Photo-based referring expression data:
------------------------------------

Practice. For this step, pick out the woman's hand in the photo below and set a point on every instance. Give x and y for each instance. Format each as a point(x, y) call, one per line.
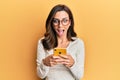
point(50, 60)
point(66, 60)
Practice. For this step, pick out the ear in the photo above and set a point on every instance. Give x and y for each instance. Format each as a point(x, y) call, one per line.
point(70, 23)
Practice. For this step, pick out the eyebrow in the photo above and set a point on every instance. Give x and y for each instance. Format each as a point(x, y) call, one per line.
point(62, 18)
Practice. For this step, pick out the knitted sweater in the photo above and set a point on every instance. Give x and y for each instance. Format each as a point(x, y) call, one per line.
point(60, 72)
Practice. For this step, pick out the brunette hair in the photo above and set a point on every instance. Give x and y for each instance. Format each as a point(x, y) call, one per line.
point(50, 37)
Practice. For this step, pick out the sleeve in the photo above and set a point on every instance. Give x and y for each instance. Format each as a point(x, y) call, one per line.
point(42, 69)
point(78, 68)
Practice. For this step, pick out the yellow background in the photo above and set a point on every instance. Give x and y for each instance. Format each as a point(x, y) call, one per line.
point(22, 22)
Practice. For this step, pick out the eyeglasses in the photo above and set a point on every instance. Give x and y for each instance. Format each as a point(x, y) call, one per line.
point(64, 21)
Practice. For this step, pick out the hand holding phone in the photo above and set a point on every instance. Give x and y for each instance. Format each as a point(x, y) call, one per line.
point(60, 51)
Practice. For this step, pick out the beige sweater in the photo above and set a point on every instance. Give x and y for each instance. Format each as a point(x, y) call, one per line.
point(60, 72)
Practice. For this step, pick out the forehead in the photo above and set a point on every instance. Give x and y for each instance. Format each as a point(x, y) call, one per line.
point(61, 15)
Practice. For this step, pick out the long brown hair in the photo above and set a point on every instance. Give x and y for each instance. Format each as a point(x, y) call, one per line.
point(50, 37)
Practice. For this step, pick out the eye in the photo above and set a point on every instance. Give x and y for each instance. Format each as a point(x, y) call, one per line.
point(65, 20)
point(55, 21)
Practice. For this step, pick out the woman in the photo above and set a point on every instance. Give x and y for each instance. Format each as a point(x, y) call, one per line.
point(60, 34)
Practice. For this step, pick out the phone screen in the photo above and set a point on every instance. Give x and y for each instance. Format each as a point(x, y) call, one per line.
point(58, 51)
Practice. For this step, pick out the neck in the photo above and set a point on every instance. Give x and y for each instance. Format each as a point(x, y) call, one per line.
point(62, 39)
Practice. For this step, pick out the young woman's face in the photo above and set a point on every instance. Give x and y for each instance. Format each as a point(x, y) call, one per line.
point(61, 23)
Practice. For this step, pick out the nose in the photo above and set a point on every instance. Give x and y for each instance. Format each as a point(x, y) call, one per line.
point(60, 24)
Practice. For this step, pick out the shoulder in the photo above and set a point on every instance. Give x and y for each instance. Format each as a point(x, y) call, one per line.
point(40, 40)
point(77, 40)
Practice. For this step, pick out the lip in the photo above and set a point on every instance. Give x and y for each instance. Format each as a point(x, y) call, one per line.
point(60, 32)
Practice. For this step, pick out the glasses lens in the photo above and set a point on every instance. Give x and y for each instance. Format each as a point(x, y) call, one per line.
point(64, 22)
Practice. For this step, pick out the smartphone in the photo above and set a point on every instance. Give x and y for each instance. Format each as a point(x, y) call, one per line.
point(58, 51)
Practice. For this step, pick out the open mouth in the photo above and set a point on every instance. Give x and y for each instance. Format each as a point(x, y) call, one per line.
point(60, 32)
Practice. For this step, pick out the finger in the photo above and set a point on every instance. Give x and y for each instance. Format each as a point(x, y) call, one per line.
point(64, 56)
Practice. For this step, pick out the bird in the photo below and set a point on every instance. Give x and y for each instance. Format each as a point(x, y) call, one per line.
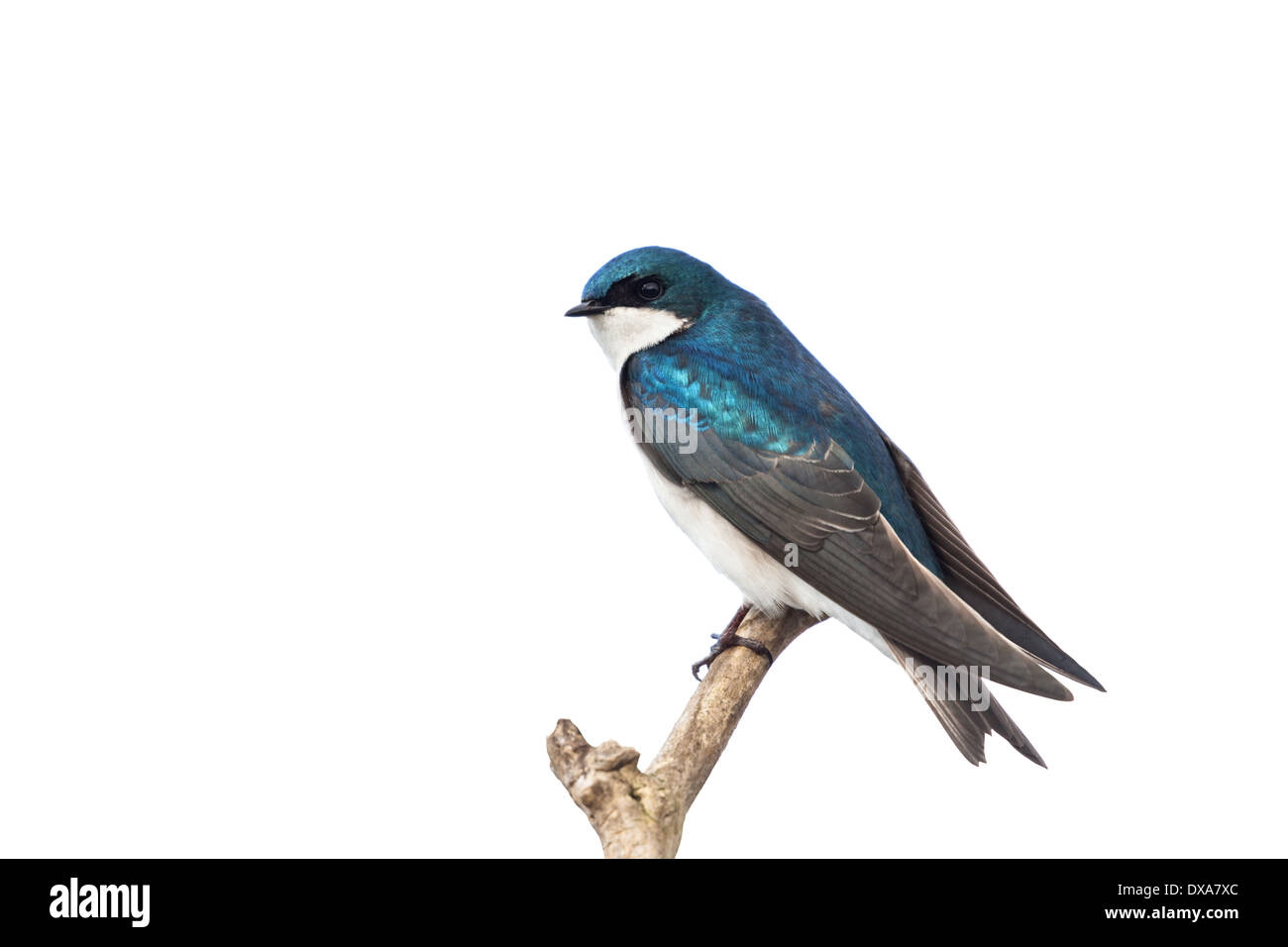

------------------------------------

Reproduce the data word for word, excluding its pictures.

Practice. For this step, pick out the woman's hand in the photo below and set a point on every instance. Give x and y for each instance. Format each as a point(x, y) call, one per line.
point(50, 60)
point(66, 60)
Practice. For this step, pick out the ear in the photo above and set a point on every instance. Give x and y for each instance. Format each as a point(x, y) call, one per line.
point(70, 23)
Practice. For this step, pick out the eyebrow in the photo above and set a point on every instance. Give x and y for each instance. Format each as a point(x, y) call, one per line.
point(62, 18)
Practice. For this step, pick out the knitted sweater in the photo above and set a point on every instance. Give x and y for each instance. Format each as a point(x, y) call, one per line.
point(60, 72)
Practice. For this step, pick out the brunette hair in the photo above and set a point on every instance. Give x and y for each instance. Format each as a point(x, y) call, one per line.
point(50, 37)
Practice. For this step, pick out the sleeve in the photo above and set a point on every instance. Give x and y for each instance. Format each as a point(x, y) call, one per line.
point(42, 69)
point(78, 68)
Practice. For this step, pick out the yellow background in the photo above and set a point on every instance. Give x and y for each instance. Format each as a point(x, y) call, one per line.
point(22, 22)
Practice. For this step, pick out the eyeglasses in the photo above and set a point on every instance. Give x and y for each instance. Format each as a point(x, y) call, one per line.
point(64, 21)
Practice. For this step, pick out the hand holding phone in the photo above and set a point on every instance. Give x and y for each instance. Format each as a point(x, y) call, one per line.
point(60, 51)
Practice. For this step, pick out the beige sweater in the photo above and set a point on every instance. Give x and y for each instance. Format each as a point(x, y) call, one per line.
point(60, 72)
Practice. For this step, pick out the forehead in the photo above and set a point on every instance. Give x and y for each instance. Format each as a point(x, y) call, one per line.
point(61, 15)
Practice. For this step, pick out the long brown hair in the photo above and set a point on every instance. Give x and y for each instance. Format each as a point(x, y) call, one per line.
point(50, 37)
Practice. For this step, pick out the eye in the photo above and set a point on every instance. Give x and y for each instance. Format each as a point(x, y) call, one per line.
point(65, 20)
point(55, 21)
Practice. For this step, pick out the woman in the photo above and set a point on every instance. Give x and y for each instance. Format each as a point(x, y) call, one per line.
point(60, 34)
Practice. For this step, pick out the phone screen in the photo above and set a point on every instance. Give x and y for each instance. Format each as a point(x, y) call, one per line.
point(58, 51)
Practice. For this step, pick out the neck in the photo above and set a point on every instance. Give x and y for each instance. Format each as a point(x, y) call, one per line.
point(62, 39)
Practice. For this step, pick out the young woman's face in the photo above and set a point on every instance. Give x and y for each instance. Format each as a point(x, y) call, one per line.
point(61, 23)
Practice. For this step, pick out the nose in the photo above and set a point on every instance. Give x and y for each instance. Format each as a point(x, y) call, one per line.
point(60, 24)
Practice. For this step, pick out the shoulder in the photo above and set a point on every instance. Give x and y for each instance. Format each as a point(x, y) call, one per line.
point(40, 40)
point(77, 40)
Practice. For this step, pick out the lip in the photo above and set a point on every instance. Give x and y for each instance. Format each as a point(x, y) call, one per line.
point(60, 32)
Practice. For this step, pick out the glasses lens in the photo above and set a point on every instance. Give x and y for each instance. Format each as a point(x, y) call, one per line.
point(64, 22)
Practice. For this step, pick out the smartphone in the photo above and set a point on every instance. Give x and y for each instance. Format each as a point(x, y) call, one per line.
point(58, 51)
Practice. For this step, pick out the open mouth in the photo above and set a point on every instance. Give x and y for each instance. Format each as a point(x, y) call, one per line.
point(60, 32)
Practice. For this step, pick out the finger in the photo above and set a point on every instance. Give x and y for each instance. Format each as a point(x, y) call, one per line.
point(64, 56)
Practice. For this step, pick out the bird in the photo below and set a point on every instance. Give x and y for each instance. Format each as a point(x, y) call, one per line.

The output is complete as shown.